### How to complete this task:
Of the records that follow, copy only the lines from the line containing "One point per instance of the denim" to the line containing "One point per instance of the umbrella pole.", both included, exactly as written.

===== Materials provided

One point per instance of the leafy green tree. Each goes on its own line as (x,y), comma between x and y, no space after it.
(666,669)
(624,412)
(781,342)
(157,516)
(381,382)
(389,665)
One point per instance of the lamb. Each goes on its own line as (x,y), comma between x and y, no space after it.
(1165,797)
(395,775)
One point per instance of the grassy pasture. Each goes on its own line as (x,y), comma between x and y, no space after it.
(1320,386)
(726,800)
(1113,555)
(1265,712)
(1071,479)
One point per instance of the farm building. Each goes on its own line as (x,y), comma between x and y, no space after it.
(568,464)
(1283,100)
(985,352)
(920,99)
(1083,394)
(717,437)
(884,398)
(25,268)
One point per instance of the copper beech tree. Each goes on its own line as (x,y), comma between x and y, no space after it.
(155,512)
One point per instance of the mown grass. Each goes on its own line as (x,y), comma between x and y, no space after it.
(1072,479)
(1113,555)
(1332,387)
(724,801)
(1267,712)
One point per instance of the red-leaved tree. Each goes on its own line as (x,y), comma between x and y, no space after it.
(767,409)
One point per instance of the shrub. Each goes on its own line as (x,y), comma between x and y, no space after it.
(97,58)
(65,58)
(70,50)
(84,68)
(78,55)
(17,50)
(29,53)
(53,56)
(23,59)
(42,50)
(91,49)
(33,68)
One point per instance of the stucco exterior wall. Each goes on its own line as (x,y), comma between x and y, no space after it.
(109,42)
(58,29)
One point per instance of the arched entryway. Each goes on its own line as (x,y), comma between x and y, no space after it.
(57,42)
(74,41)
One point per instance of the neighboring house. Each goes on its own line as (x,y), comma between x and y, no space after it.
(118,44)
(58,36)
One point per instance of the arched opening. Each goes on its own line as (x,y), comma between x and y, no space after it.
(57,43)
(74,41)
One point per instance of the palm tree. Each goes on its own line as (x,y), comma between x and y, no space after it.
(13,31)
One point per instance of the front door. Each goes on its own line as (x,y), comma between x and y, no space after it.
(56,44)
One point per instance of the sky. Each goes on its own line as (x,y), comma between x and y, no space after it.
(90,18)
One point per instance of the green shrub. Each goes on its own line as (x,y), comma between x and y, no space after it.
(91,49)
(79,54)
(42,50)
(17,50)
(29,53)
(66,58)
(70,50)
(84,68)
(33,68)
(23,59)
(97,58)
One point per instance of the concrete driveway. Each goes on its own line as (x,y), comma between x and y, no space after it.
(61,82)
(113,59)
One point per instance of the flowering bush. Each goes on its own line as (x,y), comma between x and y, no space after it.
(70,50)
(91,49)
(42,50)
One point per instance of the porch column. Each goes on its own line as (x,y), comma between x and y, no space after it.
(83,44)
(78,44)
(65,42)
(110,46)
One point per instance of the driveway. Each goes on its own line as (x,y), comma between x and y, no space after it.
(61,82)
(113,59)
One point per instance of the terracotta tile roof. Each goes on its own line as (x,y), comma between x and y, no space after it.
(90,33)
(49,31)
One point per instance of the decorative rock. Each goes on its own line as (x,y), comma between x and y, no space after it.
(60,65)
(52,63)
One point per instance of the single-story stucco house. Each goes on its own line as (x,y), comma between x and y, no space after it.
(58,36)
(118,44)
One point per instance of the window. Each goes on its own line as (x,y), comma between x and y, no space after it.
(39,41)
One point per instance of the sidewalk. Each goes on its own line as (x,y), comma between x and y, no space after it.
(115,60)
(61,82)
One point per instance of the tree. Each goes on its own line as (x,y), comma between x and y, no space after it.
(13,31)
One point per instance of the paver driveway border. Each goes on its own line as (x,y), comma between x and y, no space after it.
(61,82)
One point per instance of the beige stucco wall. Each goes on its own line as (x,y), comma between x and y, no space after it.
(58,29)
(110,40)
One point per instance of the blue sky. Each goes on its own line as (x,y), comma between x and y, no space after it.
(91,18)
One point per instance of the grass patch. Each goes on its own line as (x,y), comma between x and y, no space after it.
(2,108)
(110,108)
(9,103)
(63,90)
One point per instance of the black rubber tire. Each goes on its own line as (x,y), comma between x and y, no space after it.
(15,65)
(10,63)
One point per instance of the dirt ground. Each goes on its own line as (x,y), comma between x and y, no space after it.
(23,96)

==========
===== Materials provided

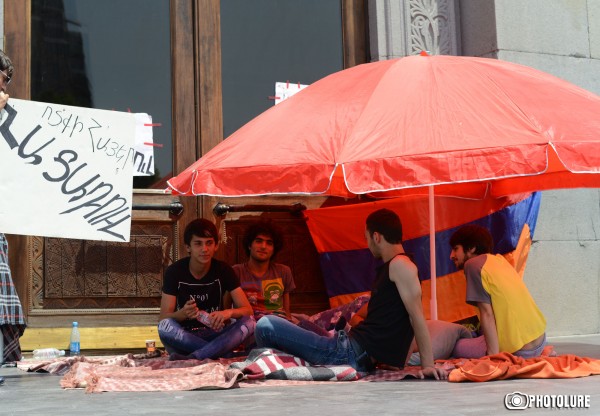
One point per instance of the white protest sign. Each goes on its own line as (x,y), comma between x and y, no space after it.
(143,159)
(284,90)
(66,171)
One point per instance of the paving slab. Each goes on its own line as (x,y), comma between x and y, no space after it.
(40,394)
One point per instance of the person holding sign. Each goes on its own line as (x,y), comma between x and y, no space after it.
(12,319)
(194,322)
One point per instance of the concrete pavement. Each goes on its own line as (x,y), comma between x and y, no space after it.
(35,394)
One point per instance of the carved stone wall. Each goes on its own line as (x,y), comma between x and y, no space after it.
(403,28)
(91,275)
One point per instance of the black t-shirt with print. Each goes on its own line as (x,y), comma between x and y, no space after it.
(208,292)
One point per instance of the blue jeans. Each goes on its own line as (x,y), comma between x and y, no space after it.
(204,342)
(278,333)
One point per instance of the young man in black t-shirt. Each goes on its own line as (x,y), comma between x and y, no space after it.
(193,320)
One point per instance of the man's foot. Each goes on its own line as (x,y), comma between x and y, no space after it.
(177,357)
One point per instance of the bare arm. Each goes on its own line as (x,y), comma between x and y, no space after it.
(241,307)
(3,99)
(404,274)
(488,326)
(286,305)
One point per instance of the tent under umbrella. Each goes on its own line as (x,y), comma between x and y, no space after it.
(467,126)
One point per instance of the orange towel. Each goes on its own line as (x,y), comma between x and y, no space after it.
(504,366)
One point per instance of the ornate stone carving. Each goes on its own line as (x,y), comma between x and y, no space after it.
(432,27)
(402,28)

==========
===== Materials provided

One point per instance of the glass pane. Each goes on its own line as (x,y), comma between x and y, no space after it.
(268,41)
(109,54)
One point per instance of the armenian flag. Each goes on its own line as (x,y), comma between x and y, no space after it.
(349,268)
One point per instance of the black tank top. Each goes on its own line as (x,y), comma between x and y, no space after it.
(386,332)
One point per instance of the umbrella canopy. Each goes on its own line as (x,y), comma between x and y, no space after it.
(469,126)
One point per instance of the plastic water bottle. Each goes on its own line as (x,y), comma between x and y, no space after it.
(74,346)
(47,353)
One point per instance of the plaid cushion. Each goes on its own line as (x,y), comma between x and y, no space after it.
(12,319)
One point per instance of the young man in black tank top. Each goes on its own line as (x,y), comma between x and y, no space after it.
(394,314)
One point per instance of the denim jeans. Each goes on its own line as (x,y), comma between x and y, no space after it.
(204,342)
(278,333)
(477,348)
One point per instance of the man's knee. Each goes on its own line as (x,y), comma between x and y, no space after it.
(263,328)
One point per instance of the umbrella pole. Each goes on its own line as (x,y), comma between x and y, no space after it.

==========

### Answer section:
One point per instance of the denim jeans. Each goes on its own line as (x,y), comma between x and y, no space after it.
(204,342)
(278,333)
(477,348)
One point per instance of the man's knee. Each goes on its own line as (x,y), comma between x and y, no space after it.
(263,328)
One point per instance of the umbrella pole. Each goes on its own line as (x,y), comma between x and y, no space after it.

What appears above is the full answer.